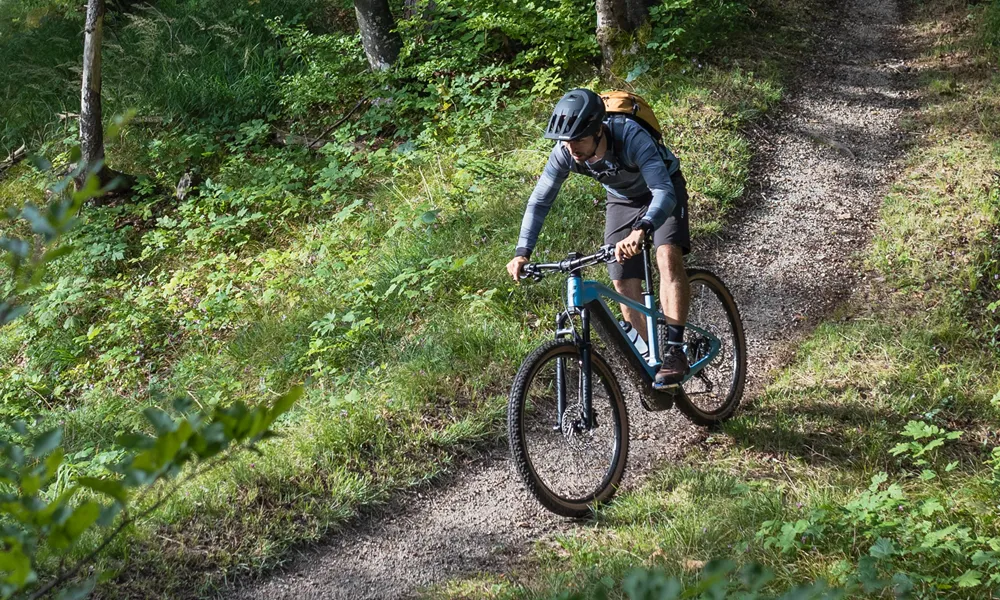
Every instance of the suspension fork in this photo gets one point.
(562, 319)
(585, 384)
(586, 391)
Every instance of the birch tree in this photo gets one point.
(91, 119)
(378, 33)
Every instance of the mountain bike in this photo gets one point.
(566, 416)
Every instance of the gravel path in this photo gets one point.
(818, 181)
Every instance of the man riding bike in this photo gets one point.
(646, 195)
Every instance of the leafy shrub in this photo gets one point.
(48, 503)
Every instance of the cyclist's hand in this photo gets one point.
(514, 266)
(630, 246)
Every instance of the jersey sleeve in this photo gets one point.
(540, 201)
(641, 150)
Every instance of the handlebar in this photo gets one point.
(572, 264)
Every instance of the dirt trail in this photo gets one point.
(818, 180)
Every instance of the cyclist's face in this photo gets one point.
(582, 149)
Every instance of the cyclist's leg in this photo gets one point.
(632, 288)
(627, 278)
(672, 241)
(675, 293)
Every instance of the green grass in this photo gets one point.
(810, 479)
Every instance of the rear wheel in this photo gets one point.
(563, 464)
(713, 394)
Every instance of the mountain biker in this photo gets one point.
(646, 195)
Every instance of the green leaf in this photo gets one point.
(108, 514)
(52, 463)
(82, 518)
(109, 487)
(160, 420)
(882, 548)
(55, 253)
(16, 564)
(930, 507)
(136, 441)
(39, 224)
(970, 578)
(46, 442)
(78, 591)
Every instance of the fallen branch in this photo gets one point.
(339, 122)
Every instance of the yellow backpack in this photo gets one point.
(634, 107)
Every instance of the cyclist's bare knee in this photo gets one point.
(670, 260)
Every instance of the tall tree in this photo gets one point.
(91, 120)
(616, 19)
(378, 33)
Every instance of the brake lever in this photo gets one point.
(606, 253)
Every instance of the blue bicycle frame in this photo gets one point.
(586, 299)
(581, 294)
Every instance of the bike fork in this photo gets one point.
(584, 390)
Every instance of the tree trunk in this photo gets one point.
(638, 13)
(91, 128)
(91, 118)
(378, 35)
(615, 18)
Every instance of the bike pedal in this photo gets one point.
(667, 387)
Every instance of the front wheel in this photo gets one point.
(712, 395)
(565, 465)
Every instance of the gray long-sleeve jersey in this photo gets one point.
(632, 167)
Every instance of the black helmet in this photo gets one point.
(577, 114)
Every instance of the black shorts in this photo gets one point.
(622, 214)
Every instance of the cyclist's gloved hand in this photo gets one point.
(514, 266)
(630, 246)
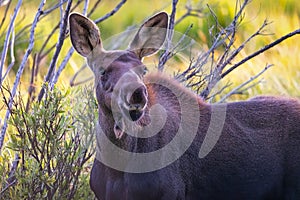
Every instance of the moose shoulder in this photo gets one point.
(256, 154)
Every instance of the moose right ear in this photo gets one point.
(84, 33)
(151, 36)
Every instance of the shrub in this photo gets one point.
(54, 141)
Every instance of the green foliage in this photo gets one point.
(54, 139)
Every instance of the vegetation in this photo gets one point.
(48, 146)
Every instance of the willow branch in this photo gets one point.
(7, 39)
(20, 71)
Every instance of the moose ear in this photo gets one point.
(150, 36)
(84, 33)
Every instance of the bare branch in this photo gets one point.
(6, 41)
(237, 89)
(63, 30)
(166, 55)
(190, 11)
(54, 7)
(5, 14)
(62, 67)
(265, 48)
(20, 71)
(12, 54)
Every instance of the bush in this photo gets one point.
(54, 140)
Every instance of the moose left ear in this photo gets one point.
(84, 34)
(150, 36)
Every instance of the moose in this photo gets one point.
(256, 155)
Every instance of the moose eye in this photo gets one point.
(145, 70)
(102, 72)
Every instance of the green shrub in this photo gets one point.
(54, 140)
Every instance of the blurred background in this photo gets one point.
(282, 79)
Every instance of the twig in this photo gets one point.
(12, 54)
(20, 71)
(235, 90)
(189, 12)
(265, 48)
(111, 13)
(63, 29)
(93, 8)
(5, 14)
(6, 41)
(166, 55)
(46, 12)
(62, 67)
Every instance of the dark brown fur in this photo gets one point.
(256, 157)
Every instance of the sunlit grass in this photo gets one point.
(284, 15)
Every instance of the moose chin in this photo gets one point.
(257, 154)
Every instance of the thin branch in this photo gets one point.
========================================================================
(TASK STATEMENT)
Give again, word for word, every line from the one holding "Every instance of the moose chin" to the end of the data.

(RESULT BELOW)
Every instance of the moose chin in this photo gets one point.
(257, 154)
Every instance of the thin branch in this photo gets one point.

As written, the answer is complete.